● Task statement
Copy out all the records below with "single marker" changed to "single dot" at every occurrence and everything else left as it is. Omit the pictures.

● Data supplied

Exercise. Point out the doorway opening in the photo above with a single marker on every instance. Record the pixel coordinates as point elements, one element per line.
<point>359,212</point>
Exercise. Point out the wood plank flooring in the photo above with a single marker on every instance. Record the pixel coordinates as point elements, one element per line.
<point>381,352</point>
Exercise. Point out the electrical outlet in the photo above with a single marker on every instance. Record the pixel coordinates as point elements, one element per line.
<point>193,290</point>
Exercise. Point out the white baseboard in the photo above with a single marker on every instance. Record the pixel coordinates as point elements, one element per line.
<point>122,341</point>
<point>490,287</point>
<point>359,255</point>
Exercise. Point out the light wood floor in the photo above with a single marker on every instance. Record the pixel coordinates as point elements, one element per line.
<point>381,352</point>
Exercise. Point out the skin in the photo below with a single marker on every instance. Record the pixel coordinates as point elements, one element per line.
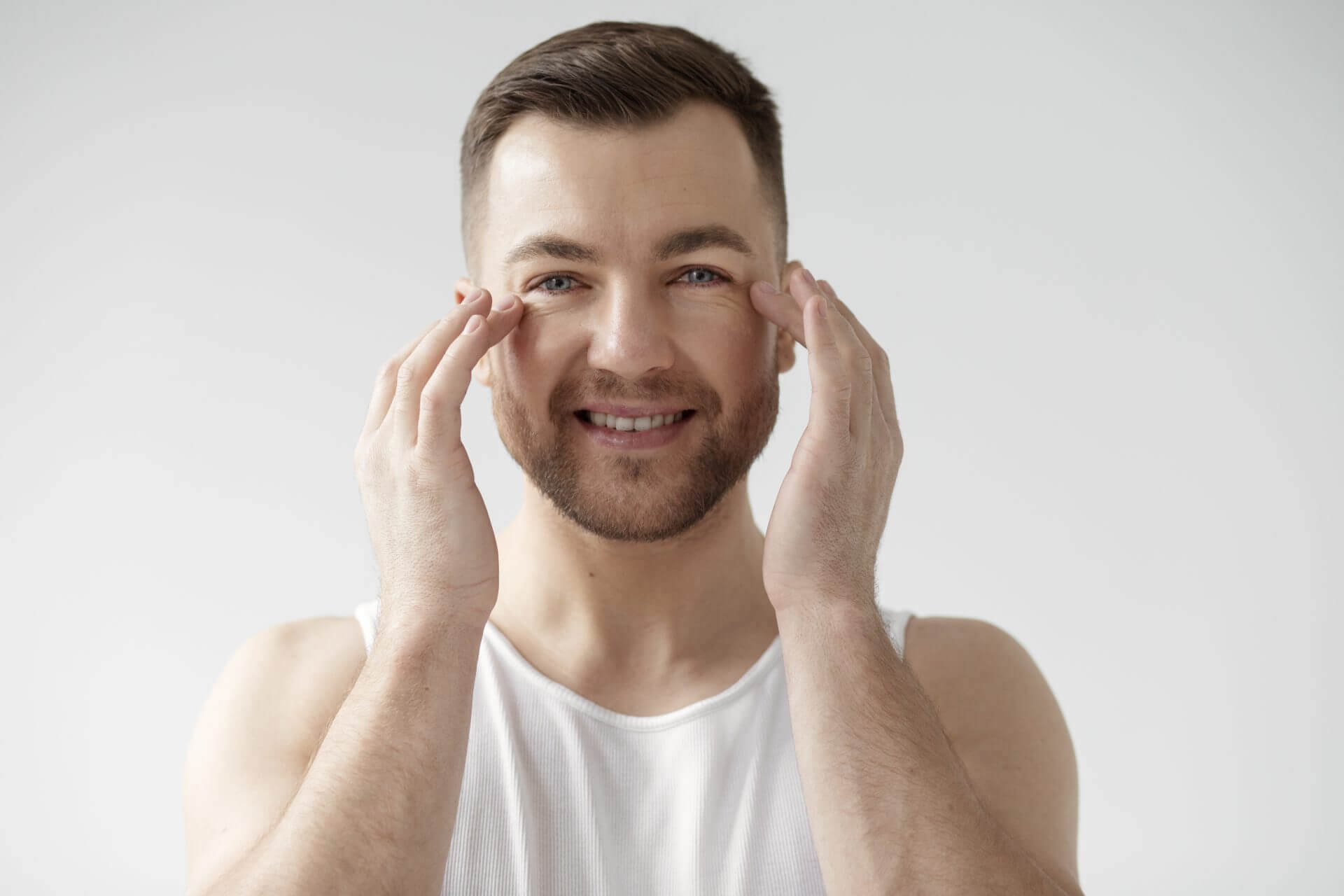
<point>635,580</point>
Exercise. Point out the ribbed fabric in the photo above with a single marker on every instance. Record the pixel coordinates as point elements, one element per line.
<point>561,796</point>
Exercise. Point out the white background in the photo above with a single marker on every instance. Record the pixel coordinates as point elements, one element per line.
<point>1101,244</point>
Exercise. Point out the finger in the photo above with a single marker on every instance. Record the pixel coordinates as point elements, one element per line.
<point>385,384</point>
<point>778,308</point>
<point>859,368</point>
<point>441,402</point>
<point>857,365</point>
<point>881,363</point>
<point>419,367</point>
<point>831,386</point>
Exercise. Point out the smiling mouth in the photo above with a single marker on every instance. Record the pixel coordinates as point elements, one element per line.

● Reply
Exercise. Point out the doorway opening in the photo above with a single dot on every instance. Record the pixel coordinates as point elements, one element per line.
<point>359,212</point>
Exercise. Point out the wood plank flooring in the photo above with a single dot on every instance. Record the pixel coordinates as point elements, one element per line.
<point>381,352</point>
Exercise. Point out the electrical outlet in the photo above with a single dot on every instance. Record the pixel coordinates as point elements, one element per line.
<point>193,290</point>
Exercise. Point out the white baseboard in the photo above with a single dot on every instance. Record the pixel coordinates as point elements, one element per line.
<point>122,341</point>
<point>490,287</point>
<point>359,255</point>
Exercise. Point out the light wood floor in the photo above with a single dot on every instance. Record the pixel coordinates as point elements, one element per line.
<point>381,352</point>
Exercise. Point out the skin in the photo below with a single dot on every instance. Record the pixel coordinates as point elements, one element per line.
<point>635,580</point>
Exercise. Point out the ribbed fabric in the photo above with a single dot on every instance. Record the pixel coordinates as point elements, one element per line.
<point>561,796</point>
Exercise. Point out the white background in the photo above with a single dot on every instance. Record the pixel coordinates as point elements, one element per line.
<point>1101,244</point>
Exercise. Point out the finger in the photo above with a single dot on every instance. Record the pixel coordinates as point elements, one element per line.
<point>385,384</point>
<point>778,308</point>
<point>859,368</point>
<point>441,402</point>
<point>857,365</point>
<point>881,363</point>
<point>419,367</point>
<point>831,386</point>
Exercise. Point out the smiling mouth in the photo above with a single dot on every instance. Record the pixel coordinates as point elements, one element per line.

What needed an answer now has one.